Problema proposto 1
Estrai dal brano sulla 100 km del Sahara la parte che si apre con le parole «Cento, anzi 104» e si chiude con «l'Italia o all'estero.», copiandola senza alcuna modifica.
Problema proposto 2
Nel brano sulla 100 km del Sahara, individua tutti i luoghi nominati nel paragrafo che comincia con «Il Viaggio.».

Brano proposto
◆ ◆ ◆ ◆ ◆
Eccomi stavolta con il cappello di presentatore per invitarvi a leggere l'articolo del nostro socio nonche' mio amico dott. Giulio Minoja (direttore del reparto di anestesia e rianimazione dell'ospedale di circolo di Varese - scusa se sbaglio qualche cosa Giulio).

Giulio ha fatto la la sua prima maratona con Me A NewYork nel 2004, e da allora e' stato folgorato dalla corsa e ne sta' esplorando ogni sua piega, e siccome come ormai sapete Io amo l'estremo in tutte le sue forme non posso non presentarvi la sua 100 km del sahara, per cui Io lo invidio molto!!! Prima o poi vi raccontero' anche la mia Marathon des Sables (quando trovero' uno sponsor che mi supportera' nel delirio). Buona lettura

Adriano

Cento, anzi 104 km di corsa nel deserto, e un cammino di avvicinamento molto lungo, che inizia, direi, da un reparto di ospedale e da una famiglia complice più che comprensiva, attraversa nei ritagli di tempo sentieri e piste ciclabili, percorre 13 maratone e diverse mezzemaratone in giro per l'Italia o all'estero.

Costringe a qualche rinuncia, ma tanto il colesterolo resta comunque alto. E poi negli ultimi mesi, uscire per correre la sera, al freddo, anche se piove o nevica, l'ultimo allenamento con gli amici in Valganna "perchè correre sulla neve sarà più o meno come correre sulla sabbia….".

Il Viaggio. Sotto sotto c'è un po' di emozione per una avventura forse sproporzionata alle possibilità di chi deve coltivare altre abitudini. Ma già il viaggio è coinvolgente: prima Tunisi, poi un volo interno verso sud, su Tozeur, l'indomani con una carovana di 4 x 4 altri 300 km di strade sempre più polverose fino alla splendida oasi di Ksar Ghilane, Grande Erg Orientale, dove si svolge un primo briefing sulla corsa, e si passa la prima notte in tenda, in compagnia di altre 7 persone. L'aria è pulita e l'oasi è qualcosa di speciale: acqua esce dal terreno a formare due laghetti trasparenti, poi si incanala con forza, infine si disperde in mezzo al verde alimentando una fitta vegetazione, perfettamente delimitata. Non ci sono vie di mezzo: finito il verde c'è solo il deserto. Domani si comincia.
◆ ◆ ◆ ◆ ◆
Dati forniti

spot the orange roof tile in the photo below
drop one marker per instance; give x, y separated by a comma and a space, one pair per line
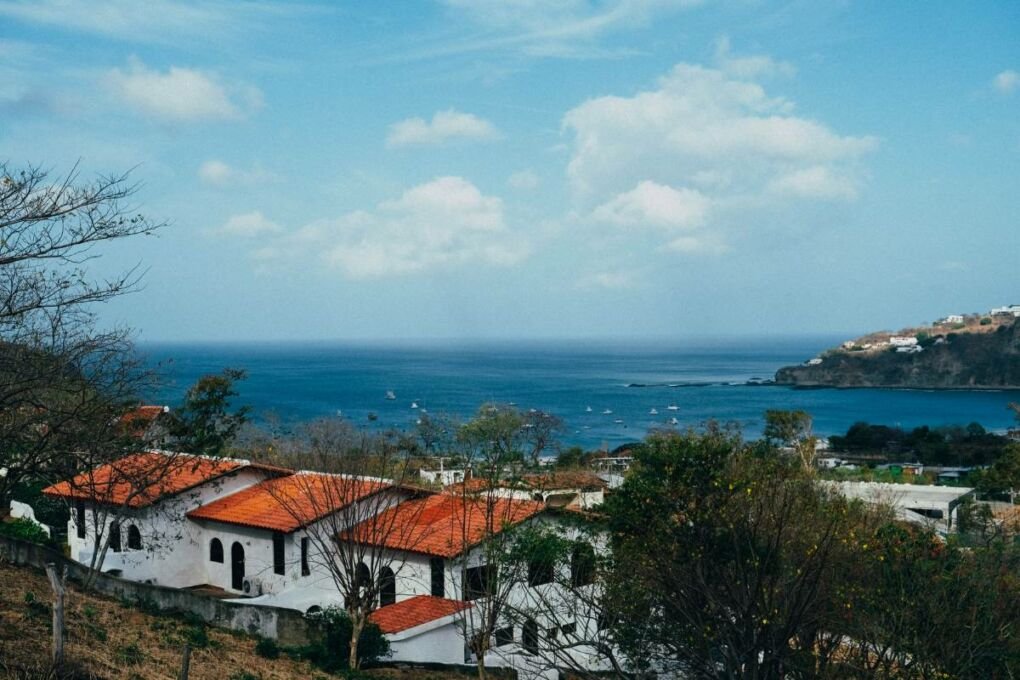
414, 612
444, 525
141, 479
288, 504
◆ ◆ ◆ ◆ ◆
Soluzione svolta 1
Cento, anzi 104 km di corsa nel deserto, e un cammino di avvicinamento molto lungo, che inizia, direi, da un reparto di ospedale e da una famiglia complice più che comprensiva, attraversa nei ritagli di tempo sentieri e piste ciclabili, percorre 13 maratone e diverse mezzemaratone in giro per l'Italia o all'estero.

Soluzione svolta 2
Tunisi, Tozeur, Ksar Ghilane, Grande Erg Orientale